Brief: Report each line below that carries the word "paving".

Extracted entries:
================

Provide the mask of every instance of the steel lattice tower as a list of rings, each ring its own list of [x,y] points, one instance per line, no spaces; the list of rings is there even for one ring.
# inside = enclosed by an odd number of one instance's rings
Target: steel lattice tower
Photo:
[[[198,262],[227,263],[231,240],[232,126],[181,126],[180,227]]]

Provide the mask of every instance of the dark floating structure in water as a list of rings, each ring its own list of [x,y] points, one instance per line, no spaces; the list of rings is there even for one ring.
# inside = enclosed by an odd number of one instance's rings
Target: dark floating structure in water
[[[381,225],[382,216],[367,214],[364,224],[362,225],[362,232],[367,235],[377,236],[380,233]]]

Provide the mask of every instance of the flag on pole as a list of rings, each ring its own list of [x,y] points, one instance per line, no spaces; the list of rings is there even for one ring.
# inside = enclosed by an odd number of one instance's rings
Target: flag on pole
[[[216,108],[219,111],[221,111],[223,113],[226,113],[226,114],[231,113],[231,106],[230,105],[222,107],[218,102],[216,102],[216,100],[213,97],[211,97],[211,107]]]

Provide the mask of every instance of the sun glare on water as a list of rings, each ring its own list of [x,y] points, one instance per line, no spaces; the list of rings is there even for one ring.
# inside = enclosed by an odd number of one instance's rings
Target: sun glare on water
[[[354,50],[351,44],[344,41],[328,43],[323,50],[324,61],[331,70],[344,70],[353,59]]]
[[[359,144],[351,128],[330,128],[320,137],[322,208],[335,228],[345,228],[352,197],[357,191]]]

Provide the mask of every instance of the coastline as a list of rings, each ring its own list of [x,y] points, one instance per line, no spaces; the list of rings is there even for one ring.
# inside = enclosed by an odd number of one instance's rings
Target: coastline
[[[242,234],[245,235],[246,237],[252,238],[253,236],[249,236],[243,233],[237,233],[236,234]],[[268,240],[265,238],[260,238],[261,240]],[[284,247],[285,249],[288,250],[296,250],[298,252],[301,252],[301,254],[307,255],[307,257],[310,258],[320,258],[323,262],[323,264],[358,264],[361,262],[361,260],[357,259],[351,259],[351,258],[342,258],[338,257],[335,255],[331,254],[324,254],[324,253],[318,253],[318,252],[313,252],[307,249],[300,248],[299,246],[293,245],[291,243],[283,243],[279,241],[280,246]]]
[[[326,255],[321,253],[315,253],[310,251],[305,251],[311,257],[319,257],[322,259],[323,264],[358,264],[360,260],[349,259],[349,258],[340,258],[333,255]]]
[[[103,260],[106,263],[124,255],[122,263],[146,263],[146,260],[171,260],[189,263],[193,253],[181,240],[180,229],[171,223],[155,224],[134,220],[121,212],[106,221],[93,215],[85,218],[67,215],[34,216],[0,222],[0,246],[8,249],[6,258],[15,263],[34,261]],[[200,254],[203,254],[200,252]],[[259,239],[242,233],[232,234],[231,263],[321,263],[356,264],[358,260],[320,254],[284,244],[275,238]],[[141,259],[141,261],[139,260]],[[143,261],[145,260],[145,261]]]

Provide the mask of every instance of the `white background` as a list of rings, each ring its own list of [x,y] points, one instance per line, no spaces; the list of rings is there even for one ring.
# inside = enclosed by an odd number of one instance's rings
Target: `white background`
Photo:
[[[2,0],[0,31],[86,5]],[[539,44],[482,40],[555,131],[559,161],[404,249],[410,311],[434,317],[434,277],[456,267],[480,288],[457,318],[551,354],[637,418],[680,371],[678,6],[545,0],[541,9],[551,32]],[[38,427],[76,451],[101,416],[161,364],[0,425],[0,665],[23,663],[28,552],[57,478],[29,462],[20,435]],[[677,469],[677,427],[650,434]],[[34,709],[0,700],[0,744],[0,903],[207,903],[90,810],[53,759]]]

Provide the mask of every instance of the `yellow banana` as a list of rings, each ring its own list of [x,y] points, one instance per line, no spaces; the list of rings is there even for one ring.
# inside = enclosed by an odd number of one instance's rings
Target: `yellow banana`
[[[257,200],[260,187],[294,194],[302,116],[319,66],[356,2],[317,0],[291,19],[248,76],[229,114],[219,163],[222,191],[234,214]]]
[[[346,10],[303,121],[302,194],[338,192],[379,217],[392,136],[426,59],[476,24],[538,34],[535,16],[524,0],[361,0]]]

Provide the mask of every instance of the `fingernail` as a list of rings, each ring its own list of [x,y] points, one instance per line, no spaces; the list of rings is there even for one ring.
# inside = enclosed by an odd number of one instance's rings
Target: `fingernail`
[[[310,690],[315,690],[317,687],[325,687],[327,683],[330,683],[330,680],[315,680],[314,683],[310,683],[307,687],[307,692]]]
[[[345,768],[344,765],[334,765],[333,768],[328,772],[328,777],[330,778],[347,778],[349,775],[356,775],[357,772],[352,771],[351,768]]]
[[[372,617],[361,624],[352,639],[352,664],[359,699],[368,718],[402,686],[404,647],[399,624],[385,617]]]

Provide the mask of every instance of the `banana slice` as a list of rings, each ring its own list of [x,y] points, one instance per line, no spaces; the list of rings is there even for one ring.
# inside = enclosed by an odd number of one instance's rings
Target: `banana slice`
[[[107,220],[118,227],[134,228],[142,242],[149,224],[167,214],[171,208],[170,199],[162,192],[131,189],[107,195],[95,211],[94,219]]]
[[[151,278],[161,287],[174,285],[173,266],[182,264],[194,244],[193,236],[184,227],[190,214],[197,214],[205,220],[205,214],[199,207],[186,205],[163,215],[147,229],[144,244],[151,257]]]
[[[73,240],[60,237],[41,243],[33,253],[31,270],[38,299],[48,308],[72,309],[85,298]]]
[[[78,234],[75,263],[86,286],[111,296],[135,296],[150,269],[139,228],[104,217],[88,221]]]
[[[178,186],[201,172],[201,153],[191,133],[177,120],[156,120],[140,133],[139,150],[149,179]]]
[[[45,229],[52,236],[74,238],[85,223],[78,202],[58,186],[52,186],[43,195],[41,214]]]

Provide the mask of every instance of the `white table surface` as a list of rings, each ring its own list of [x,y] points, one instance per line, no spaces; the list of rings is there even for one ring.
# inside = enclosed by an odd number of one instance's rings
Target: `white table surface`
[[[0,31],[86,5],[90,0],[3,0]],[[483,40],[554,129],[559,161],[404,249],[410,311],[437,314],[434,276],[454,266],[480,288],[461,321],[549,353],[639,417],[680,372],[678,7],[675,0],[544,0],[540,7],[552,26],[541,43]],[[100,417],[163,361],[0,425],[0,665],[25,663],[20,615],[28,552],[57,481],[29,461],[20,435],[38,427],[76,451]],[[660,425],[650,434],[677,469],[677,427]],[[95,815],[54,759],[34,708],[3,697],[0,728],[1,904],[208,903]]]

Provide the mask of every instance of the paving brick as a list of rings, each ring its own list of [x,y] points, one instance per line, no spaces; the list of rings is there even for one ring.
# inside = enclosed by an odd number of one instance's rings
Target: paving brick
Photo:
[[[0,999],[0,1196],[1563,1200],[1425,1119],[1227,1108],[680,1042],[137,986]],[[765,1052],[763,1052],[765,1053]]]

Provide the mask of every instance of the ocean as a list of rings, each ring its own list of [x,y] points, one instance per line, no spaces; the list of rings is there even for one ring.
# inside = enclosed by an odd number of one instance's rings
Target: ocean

================

Task output:
Provide the mask of every instance of the paving brick as a list of rings, each ring its own list of [x,y] points, one instance per line, no spaces; the list of rings is there even for one ring.
Target: paving brick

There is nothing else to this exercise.